» What this task involves: Write out every single entry exactly.

» Provided entries:
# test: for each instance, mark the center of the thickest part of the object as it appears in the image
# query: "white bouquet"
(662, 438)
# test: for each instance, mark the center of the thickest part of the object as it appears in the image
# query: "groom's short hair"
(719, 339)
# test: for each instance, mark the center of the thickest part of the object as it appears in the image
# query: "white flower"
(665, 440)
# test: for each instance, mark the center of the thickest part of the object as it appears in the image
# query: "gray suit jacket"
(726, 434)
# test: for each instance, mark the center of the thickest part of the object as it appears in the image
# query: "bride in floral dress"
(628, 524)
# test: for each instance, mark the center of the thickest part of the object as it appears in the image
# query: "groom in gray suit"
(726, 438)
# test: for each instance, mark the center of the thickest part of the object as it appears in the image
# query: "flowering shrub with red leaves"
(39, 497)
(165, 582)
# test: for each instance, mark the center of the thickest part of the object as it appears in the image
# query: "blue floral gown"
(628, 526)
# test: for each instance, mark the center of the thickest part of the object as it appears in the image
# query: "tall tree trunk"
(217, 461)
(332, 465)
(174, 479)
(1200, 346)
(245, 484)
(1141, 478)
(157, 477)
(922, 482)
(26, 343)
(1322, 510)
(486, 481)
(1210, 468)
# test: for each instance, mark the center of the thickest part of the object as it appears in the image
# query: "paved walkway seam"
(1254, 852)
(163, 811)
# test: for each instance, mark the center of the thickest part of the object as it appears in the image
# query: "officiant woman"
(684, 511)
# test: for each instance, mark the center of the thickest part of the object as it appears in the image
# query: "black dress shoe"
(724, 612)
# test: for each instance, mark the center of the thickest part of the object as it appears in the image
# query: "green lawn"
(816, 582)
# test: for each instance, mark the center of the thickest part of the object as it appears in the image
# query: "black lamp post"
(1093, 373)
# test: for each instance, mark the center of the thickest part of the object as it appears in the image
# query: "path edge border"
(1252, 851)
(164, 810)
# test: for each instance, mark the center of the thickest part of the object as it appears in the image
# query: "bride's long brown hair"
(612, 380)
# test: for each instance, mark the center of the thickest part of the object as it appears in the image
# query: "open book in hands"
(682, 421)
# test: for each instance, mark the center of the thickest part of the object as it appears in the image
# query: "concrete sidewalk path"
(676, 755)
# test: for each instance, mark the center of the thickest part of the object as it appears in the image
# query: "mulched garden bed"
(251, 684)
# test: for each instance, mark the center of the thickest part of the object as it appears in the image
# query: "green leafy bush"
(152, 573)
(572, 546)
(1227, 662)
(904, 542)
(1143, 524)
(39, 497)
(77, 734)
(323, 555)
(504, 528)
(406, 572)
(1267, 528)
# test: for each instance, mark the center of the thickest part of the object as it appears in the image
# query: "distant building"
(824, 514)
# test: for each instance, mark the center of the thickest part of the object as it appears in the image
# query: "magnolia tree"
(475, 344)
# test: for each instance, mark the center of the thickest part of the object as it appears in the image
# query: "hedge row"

» Reply:
# test: for each instance, mark the center of the thickest part of the object as it appears in the image
# query: "white bouquet"
(662, 438)
# test: for each instance, mark the center of the thickest part of the object as it appears in the image
# query: "groom's short hair"
(719, 339)
# test: for each instance, mark the center of the thickest part of the object as it appears in the image
# query: "white flower"
(665, 440)
# test: for each instance, mark the center of the thickest part of the object as it appears in the image
# query: "gray suit jacket"
(726, 434)
# test: for each instance, mark the center of the thickest part of the object as it appears in the image
# query: "bride in floral dress"
(628, 524)
# test: for each instance, mark the center of the thickest part of the object as it appears in the image
# query: "groom in gray suit"
(726, 438)
# test: for each instance, mark the center of the thickest part of the object as it appears in the image
# query: "flowering shrub with red leaves"
(39, 497)
(165, 582)
# test: for each instance, mark the center of the thickest part of the object as it appears in the image
# query: "blue floral gown"
(628, 526)
# test: for each instance, mark the center of the thickest part of the object as it appears in the image
# query: "tall tree trunk"
(217, 461)
(332, 465)
(174, 479)
(1200, 346)
(245, 484)
(1141, 478)
(157, 477)
(922, 482)
(26, 343)
(1322, 510)
(486, 481)
(1210, 468)
# test: for each instance, mark the center of the thickest part of the object as it appears in the image
# query: "paved walkway seam"
(1254, 852)
(163, 811)
# test: for each instance, mark the center of the thickest part of the object as it appears in the image
# query: "officiant woman"
(684, 511)
# test: for each instance, mark the center of the thickest part of the object as it appears in the image
# query: "black dress shoe"
(724, 612)
# test: for each instance, mark the center of the thickest part of the object as it appears in the image
# query: "green lawn"
(816, 582)
# test: for each instance, mark the center of the thickest part of the object as it appears in the image
# query: "black lamp post"
(1093, 373)
# test: for each instance, mark the center of the thickest part of the object as it appears in the image
# query: "path edge border"
(1252, 851)
(164, 810)
# test: for each instance, mark the center of the thickest part of the object as it appears in the image
# query: "bride's long brown hair"
(612, 380)
# test: for each instance, mark the center of the thickest part of the object as it appears in the image
# query: "open book in hands"
(682, 421)
# test: for each instance, mark the center of the thickest part of the object as it appears in the image
# query: "concrete sidewalk path"
(676, 755)
# test: for each instance, mark the center of the thickest part of the object as it appears in the image
# query: "mulched garden bed"
(251, 684)
# test: for each instance, mark the center of the thickest part of the object as it appears in the image
# query: "green leafy bush"
(152, 573)
(572, 546)
(1227, 662)
(904, 542)
(1143, 524)
(39, 497)
(77, 734)
(323, 555)
(504, 528)
(406, 572)
(1267, 528)
# test: for each instance, mark the center of the thickest part of the object as it appears in the image
# query: "distant building"
(824, 514)
# test: for each instance, mark the center of the thickest part of the object as it appears in the image
# query: "magnolia tree"
(475, 344)
# test: for each instance, mark the center of the thickest part of the object as it appears in the image
# query: "hedge row"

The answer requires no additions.